> [Work order] Could every entry be set down once more, exactly as given?

> [Records supplied]
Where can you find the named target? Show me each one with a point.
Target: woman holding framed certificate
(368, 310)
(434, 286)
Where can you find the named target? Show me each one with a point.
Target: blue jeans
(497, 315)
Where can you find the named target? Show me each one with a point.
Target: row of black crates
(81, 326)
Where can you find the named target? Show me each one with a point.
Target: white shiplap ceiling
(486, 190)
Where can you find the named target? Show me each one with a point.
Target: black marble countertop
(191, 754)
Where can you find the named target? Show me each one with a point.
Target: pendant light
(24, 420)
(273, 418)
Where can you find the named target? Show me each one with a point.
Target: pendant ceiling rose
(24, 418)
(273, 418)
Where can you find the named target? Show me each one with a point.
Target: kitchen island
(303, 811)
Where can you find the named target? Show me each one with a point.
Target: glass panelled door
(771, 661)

> [Answer section]
Where can you find the named target? Show me each one with a point.
Target: woman holding framed certificate
(368, 310)
(434, 286)
Where can you find the named target? Show me each one with a point.
Target: blue jeans
(497, 315)
Where can you find the named target? Show me each one with a point.
Target: row of black crates
(81, 326)
Where can you find the named target? Show me each one with a point.
Target: white shiplap ceiling
(486, 190)
Where can you find the named target? Show me each one with a point.
Target: black marble countertop
(191, 754)
Where can you find the named target? Show me each one with a point.
Target: pendant light
(24, 420)
(273, 418)
Where can you find the named target? Show me each one with a point.
Target: pendant ceiling rose
(24, 418)
(273, 418)
Where can you find the named target? Show me each one with a point.
Target: kitchen island
(303, 811)
Where can you find the named target? Show me each one with a point.
Target: glass panelled door
(771, 661)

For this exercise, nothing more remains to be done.